Document text:
—————

With this knowledge in mind, I got curious about today’s German consumer. Do they appreciate niche fragrance houses from France and Italy or do they prefer domestic brands? Tamas Tagscherer, Founder, MESONSOL, observed, “Germany has surprised me. Germans like to try niche brands and are curious about new smells.” According to Rene Dominik, Managing Partner at J.F. Schwarzlose, “The consumer is very interested in international brands. Most of the niche or luxury perfume brands selling in Germany are actually from Italy, France, UK and US.” Ms Talarek elaborated on the question. “I'd say that German consumers tend a little to be drawn to houses that have an air of modernity rather than heritage, or a more playful approaches. This applies to both aesthetics of the juice and of the bottle and brand. That's perhaps why Escentric Molecules were and are a great success in Germany. Byredo with their super clean design is considered a niche brand in Germany by many and very popular.” Even further, she indicated, “Introducing some kind of rationality or functionality into choice certainly does not do any harm in German marketing. Popular notes that are received well in Germany include “Healthy”, discreet, citric notes, vanilla and heliotrope for their comfort, clean musks for their cleanliness, freshness and comfort.” And Ms Nyberg declared, “For German consumers, when they smell a fragrance, the first impression will hook them or not. In their culture, tradition is very important. You should not make something too crazy or they won’t understand.”

—————

Dataset excerpts:

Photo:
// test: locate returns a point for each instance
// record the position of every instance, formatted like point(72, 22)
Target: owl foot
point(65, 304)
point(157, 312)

—————

Aim 1: Translate this sentence from the text on German fragrance buyers into Spanish: "Germany has surprised me."
Aim 2: Convert every line of the listing into a Markdown table with the columns Nr and Line. Number the rows and leave out any blank lines.
The text and the listing have no connection to each other.

Exercise solution 1: Alemania me ha sorprendido.

Exercise solution 2:
| Nr | Line |
|---|---|
| 1 | Photo: |
| 2 | // test: locate returns a point for each instance |
| 3 | // record the position of every instance, formatted like point(72, 22) |
| 4 | Target: owl foot |
| 5 | point(65, 304) |
| 6 | point(157, 312) |